# TASK INSTRUCTIONS:
The response should be an exact repetition of all the entries.

# RECORDS FOR THE EXERCISE:

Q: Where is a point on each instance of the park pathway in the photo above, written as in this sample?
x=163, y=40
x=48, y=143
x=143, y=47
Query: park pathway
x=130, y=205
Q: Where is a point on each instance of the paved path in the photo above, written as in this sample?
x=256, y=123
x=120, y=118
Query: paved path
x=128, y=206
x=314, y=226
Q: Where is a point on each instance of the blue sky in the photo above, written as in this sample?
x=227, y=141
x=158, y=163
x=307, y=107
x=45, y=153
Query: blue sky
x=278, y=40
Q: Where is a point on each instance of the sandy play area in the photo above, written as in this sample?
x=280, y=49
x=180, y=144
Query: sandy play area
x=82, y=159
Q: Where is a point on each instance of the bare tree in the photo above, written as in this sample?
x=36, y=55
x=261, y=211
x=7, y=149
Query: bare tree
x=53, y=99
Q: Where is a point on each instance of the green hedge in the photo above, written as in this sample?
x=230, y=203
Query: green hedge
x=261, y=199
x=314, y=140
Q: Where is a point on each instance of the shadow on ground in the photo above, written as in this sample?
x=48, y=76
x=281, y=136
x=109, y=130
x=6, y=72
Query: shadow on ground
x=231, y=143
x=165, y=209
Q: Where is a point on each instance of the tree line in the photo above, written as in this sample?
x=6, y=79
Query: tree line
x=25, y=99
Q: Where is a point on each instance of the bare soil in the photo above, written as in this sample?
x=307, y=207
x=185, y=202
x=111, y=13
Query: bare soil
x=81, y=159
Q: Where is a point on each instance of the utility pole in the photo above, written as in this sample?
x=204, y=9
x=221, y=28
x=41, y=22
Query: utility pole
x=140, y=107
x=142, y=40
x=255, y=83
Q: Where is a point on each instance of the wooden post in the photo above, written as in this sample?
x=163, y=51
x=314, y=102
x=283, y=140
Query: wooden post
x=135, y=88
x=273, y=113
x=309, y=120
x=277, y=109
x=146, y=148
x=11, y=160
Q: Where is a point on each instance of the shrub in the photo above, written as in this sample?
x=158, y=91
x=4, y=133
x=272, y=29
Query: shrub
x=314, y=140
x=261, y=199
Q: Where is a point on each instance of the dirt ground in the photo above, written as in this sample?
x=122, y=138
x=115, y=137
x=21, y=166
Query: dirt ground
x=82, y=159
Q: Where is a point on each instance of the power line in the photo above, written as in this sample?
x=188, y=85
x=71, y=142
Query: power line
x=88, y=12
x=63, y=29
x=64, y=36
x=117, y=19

# ANSWER TO THIS EXERCISE:
Q: Where is a point on each instance of the park pathway in the photo above, written as in this sample?
x=163, y=40
x=48, y=143
x=143, y=47
Query: park pathway
x=130, y=205
Q: Where is a point on each instance of the paved path in the photo above, written as in this sample?
x=256, y=123
x=120, y=118
Query: paved path
x=128, y=206
x=314, y=226
Q: Where is a point on each instance of the blue sky in the photo above, written as in this sample?
x=227, y=141
x=158, y=163
x=307, y=107
x=45, y=153
Query: blue sky
x=278, y=40
Q: Where is a point on each instance of the sandy play area in the photo above, written as in this sample?
x=280, y=49
x=180, y=144
Query: sandy play area
x=82, y=159
Q: Where is a point on each instance of the bare tree in the photo above, written as in this sample?
x=36, y=55
x=261, y=211
x=7, y=149
Query: bare tree
x=53, y=99
Q: Where is a point on each instance of the green hedge in the photo above, written as in this sample?
x=230, y=203
Query: green hedge
x=261, y=199
x=314, y=140
Q: Where is a point on each instance of the shadow on ground in the photo above, written as in this sample?
x=48, y=76
x=281, y=136
x=109, y=130
x=6, y=72
Query: shadow on ground
x=231, y=143
x=165, y=209
Q: Where is a point on each instance of the tree line in the photo above, written as in this sample?
x=6, y=79
Query: tree line
x=25, y=99
Q: Where is a point on each instance of the bare soil in the photo above, written as in this sample?
x=307, y=207
x=185, y=202
x=111, y=13
Query: bare soil
x=81, y=159
Q: Where is a point on each instance of the utility pole in the photo above, written as in this sample?
x=204, y=9
x=221, y=28
x=41, y=22
Query: utility pole
x=140, y=107
x=142, y=40
x=255, y=83
Q: Where is a point on each instance of the wooden post in the photo above, written as in this sample?
x=163, y=51
x=314, y=102
x=283, y=140
Query: wooden post
x=135, y=88
x=273, y=113
x=309, y=120
x=277, y=109
x=146, y=148
x=11, y=160
Q: Where is a point on each instance of the shrub in the photo above, written as in this sample?
x=158, y=91
x=4, y=133
x=272, y=29
Query: shrub
x=314, y=140
x=261, y=199
Q: Where is a point on each instance of the dirt ground in the photo above, written as in this sample?
x=122, y=138
x=115, y=137
x=21, y=166
Query: dirt ground
x=82, y=159
Q: Where is a point on each instance of the power line in the photo above, written as in this sample?
x=188, y=85
x=71, y=142
Query: power line
x=88, y=12
x=63, y=29
x=64, y=36
x=117, y=19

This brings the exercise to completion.